### Data listing
--------------------------------------------------
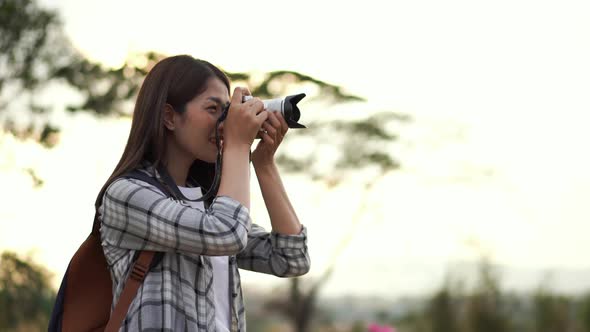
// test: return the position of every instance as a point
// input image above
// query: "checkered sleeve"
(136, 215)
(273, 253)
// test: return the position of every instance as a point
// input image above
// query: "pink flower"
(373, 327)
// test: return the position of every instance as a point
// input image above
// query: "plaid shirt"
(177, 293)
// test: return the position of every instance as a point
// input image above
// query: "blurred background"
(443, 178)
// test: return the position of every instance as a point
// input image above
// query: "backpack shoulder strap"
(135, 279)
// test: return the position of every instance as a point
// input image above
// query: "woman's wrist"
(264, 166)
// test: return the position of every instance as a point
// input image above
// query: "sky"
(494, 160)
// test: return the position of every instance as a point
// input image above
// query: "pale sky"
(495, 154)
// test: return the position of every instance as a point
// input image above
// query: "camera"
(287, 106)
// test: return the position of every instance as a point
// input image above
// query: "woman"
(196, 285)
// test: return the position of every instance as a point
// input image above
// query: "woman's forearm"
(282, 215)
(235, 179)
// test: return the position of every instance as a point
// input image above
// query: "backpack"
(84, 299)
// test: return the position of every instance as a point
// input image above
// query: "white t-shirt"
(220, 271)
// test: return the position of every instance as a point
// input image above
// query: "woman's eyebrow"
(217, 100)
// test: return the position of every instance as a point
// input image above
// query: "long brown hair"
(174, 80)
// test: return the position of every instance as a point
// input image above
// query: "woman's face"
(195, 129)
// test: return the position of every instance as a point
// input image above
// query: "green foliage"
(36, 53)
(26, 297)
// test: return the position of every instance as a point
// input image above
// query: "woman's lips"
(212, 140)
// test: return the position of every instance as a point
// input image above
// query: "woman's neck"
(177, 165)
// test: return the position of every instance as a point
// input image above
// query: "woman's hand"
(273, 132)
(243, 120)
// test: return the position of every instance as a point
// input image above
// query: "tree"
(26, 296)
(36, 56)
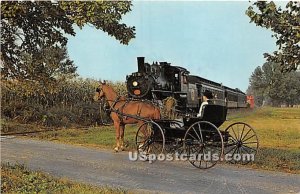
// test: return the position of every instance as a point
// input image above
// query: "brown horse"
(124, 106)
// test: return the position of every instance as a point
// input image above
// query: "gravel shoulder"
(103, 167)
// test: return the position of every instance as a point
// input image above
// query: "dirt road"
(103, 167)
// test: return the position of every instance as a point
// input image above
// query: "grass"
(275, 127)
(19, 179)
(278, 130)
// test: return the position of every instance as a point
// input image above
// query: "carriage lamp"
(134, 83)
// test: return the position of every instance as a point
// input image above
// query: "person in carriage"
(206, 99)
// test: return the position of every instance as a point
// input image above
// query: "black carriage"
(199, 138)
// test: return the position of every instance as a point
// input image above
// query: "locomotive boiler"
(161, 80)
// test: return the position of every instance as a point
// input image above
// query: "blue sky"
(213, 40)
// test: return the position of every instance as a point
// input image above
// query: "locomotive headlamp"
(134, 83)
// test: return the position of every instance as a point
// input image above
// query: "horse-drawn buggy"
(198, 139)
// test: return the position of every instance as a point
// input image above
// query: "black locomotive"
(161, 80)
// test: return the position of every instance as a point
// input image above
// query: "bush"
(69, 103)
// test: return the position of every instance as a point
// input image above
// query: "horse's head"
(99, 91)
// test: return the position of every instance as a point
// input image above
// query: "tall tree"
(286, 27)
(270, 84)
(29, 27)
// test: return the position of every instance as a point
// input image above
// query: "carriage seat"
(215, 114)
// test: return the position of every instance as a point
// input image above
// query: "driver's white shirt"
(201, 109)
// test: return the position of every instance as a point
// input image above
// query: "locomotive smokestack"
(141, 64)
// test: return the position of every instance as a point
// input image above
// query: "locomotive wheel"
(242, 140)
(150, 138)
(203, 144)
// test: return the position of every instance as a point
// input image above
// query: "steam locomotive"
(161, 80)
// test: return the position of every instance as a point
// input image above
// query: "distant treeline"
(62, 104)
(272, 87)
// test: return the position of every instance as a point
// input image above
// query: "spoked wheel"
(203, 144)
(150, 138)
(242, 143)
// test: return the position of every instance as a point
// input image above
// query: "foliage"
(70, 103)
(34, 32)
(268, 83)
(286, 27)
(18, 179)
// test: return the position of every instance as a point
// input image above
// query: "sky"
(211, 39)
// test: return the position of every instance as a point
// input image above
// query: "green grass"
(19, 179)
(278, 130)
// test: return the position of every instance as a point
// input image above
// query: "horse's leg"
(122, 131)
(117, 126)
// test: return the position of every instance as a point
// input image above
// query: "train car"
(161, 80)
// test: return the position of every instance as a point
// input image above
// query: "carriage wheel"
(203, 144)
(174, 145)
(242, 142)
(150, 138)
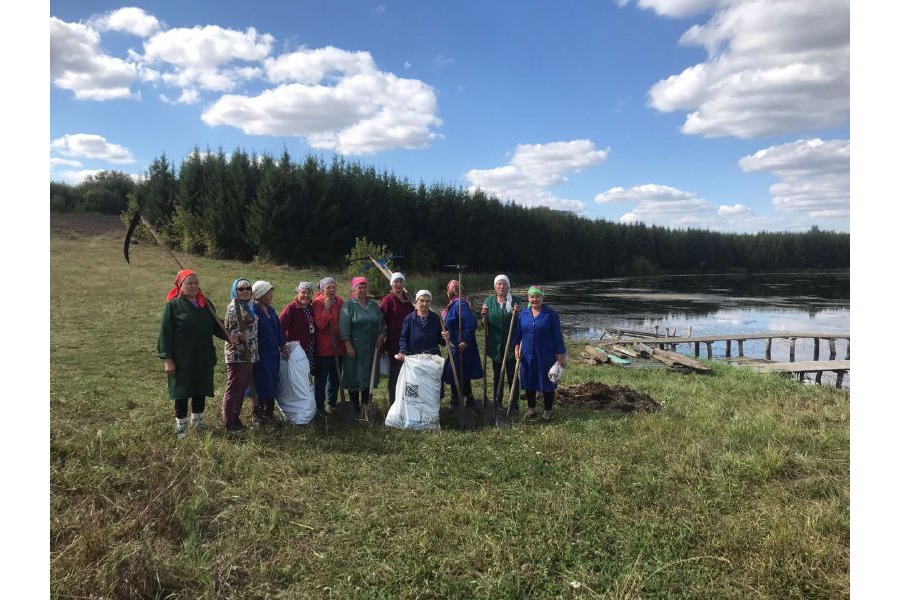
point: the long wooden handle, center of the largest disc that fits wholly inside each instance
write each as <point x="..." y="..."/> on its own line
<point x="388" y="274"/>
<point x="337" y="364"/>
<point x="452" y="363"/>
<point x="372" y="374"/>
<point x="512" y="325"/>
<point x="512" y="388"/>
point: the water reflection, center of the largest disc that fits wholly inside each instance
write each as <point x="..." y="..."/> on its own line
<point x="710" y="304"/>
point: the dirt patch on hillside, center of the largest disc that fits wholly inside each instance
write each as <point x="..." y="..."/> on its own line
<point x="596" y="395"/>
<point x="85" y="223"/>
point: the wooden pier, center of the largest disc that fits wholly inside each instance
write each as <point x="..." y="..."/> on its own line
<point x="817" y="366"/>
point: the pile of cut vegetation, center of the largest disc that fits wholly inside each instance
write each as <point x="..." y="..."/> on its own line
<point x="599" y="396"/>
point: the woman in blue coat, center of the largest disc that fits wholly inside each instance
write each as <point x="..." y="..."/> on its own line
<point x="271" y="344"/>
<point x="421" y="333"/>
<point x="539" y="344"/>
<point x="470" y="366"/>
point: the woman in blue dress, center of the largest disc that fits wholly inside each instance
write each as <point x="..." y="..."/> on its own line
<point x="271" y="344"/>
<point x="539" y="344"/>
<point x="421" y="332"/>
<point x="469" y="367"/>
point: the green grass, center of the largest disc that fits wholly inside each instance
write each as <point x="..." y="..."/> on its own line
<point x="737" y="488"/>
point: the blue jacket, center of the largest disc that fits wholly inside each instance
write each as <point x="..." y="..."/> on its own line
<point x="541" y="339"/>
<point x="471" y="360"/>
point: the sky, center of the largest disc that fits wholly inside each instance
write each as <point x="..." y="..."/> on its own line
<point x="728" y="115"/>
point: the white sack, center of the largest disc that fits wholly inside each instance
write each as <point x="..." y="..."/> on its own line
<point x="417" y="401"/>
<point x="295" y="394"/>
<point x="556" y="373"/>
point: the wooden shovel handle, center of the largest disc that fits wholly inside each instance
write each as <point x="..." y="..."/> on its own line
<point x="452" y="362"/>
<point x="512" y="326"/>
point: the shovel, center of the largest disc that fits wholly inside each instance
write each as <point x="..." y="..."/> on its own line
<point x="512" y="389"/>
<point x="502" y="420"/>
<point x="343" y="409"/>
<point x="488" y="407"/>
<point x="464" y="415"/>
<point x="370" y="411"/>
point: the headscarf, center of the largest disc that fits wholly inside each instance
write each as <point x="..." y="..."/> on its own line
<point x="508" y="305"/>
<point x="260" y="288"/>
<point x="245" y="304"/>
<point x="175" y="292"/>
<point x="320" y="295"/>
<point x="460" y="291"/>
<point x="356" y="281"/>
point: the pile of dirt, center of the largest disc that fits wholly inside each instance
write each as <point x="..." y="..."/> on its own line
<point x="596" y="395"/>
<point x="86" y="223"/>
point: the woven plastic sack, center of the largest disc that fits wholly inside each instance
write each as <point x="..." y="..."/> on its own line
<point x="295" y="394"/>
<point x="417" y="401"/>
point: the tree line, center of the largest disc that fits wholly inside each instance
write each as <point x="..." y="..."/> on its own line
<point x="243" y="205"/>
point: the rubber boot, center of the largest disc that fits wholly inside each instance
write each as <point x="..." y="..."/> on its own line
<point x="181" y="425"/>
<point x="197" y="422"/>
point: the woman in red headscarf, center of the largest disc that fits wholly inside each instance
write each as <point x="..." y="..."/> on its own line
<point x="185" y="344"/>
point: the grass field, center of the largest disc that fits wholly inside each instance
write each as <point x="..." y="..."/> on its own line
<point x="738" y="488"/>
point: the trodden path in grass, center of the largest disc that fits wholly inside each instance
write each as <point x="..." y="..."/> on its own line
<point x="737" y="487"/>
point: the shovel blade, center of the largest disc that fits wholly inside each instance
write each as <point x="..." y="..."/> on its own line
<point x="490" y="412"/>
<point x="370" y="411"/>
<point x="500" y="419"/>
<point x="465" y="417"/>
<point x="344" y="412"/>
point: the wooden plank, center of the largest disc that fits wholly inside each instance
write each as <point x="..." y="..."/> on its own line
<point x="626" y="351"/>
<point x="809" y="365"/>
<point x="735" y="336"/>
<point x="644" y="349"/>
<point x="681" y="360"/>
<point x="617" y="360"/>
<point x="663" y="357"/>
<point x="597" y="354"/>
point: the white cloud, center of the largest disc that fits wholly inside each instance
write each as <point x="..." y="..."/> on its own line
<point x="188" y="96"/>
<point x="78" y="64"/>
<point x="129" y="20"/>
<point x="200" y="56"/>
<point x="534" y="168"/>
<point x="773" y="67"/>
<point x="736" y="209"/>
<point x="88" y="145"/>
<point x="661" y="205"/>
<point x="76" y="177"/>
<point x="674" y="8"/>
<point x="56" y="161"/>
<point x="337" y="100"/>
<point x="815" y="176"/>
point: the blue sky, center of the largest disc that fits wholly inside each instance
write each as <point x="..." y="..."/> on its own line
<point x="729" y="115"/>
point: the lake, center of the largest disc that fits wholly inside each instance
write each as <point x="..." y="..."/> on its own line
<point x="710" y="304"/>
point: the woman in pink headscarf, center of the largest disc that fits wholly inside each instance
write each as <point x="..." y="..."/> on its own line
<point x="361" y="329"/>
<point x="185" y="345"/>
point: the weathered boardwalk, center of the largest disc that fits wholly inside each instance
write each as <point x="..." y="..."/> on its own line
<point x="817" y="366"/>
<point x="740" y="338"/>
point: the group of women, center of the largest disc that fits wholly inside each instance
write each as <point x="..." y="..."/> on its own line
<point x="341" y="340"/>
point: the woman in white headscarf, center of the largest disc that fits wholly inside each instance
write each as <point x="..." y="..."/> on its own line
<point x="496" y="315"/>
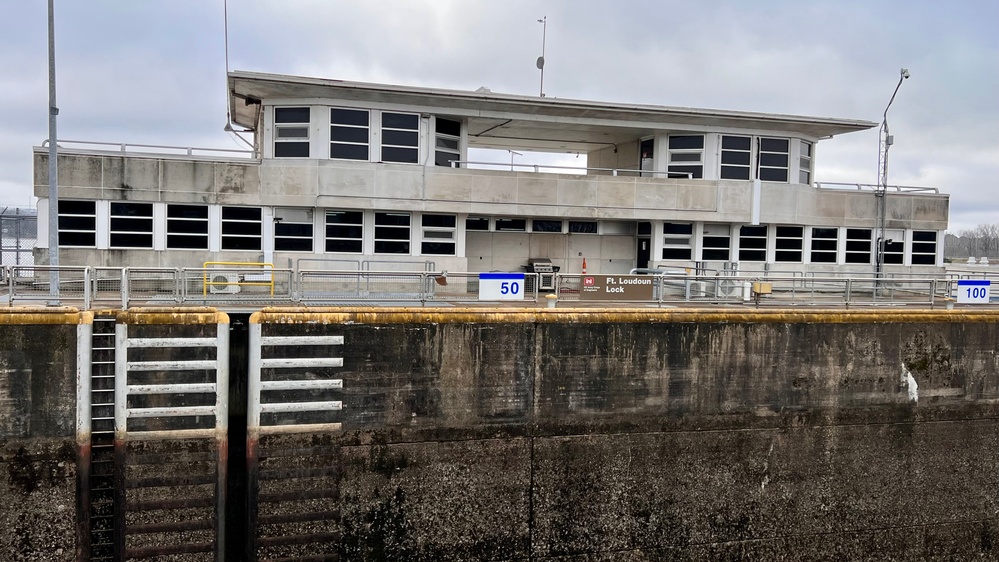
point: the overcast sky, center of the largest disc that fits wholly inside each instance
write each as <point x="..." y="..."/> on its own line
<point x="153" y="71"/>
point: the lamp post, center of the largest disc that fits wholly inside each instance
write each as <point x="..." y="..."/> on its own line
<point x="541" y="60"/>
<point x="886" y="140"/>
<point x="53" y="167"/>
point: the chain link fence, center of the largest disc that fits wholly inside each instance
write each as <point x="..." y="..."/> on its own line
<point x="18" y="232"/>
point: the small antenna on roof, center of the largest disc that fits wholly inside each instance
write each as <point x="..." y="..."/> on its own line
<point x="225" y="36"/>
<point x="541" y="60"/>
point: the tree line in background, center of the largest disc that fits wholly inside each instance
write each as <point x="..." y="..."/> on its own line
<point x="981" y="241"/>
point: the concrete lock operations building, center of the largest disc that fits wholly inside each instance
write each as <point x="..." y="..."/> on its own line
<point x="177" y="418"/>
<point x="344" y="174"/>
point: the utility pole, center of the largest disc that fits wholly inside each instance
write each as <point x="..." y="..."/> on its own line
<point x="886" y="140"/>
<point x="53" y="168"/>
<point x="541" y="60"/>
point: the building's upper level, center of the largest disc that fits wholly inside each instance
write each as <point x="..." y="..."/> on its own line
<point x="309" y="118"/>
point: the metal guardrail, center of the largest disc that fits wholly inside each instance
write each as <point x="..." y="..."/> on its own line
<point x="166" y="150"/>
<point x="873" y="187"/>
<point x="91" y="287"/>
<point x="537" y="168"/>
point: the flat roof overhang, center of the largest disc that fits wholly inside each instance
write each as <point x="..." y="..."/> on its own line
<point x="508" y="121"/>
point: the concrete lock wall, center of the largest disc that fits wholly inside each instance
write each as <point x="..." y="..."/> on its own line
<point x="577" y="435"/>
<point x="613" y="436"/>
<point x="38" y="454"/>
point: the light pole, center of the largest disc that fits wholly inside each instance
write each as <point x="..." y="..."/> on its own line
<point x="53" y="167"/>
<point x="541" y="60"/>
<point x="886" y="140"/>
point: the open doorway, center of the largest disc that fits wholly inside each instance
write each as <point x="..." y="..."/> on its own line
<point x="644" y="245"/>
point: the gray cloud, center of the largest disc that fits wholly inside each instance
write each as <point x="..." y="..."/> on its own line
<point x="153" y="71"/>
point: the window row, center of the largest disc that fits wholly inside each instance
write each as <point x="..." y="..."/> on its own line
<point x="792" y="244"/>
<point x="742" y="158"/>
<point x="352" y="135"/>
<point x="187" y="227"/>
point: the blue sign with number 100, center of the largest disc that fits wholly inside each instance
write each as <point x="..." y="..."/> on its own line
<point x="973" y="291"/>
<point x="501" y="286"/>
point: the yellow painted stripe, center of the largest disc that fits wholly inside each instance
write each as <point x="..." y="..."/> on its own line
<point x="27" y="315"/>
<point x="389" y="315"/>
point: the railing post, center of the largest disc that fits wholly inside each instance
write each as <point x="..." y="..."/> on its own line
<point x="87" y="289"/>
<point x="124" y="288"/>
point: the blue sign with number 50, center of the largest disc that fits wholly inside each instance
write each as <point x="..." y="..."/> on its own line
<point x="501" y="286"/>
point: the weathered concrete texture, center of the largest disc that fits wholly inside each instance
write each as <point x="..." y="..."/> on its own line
--------------------------------------------------
### Task requirements
Above are some records; copy exactly the lines from the one with "point: the window" through the one with "point: the railing", both included, and no others.

### Result of this task
point: the window row, center of the largest disc that fits wholly inside each instance
write each as <point x="..." y="..."/> on its own line
<point x="792" y="244"/>
<point x="742" y="158"/>
<point x="352" y="135"/>
<point x="187" y="227"/>
point: the blue sign with number 100, center of the largest disc that fits wholly inside each instance
write each as <point x="..." y="..."/> on its own line
<point x="973" y="291"/>
<point x="501" y="286"/>
point: the yellow painted stripe, center of the largest disc that fits wholly inside each instance
write each as <point x="..." y="..."/> on its own line
<point x="27" y="315"/>
<point x="389" y="315"/>
point: the railing post, center of the largest disc that fits wholly inside each instance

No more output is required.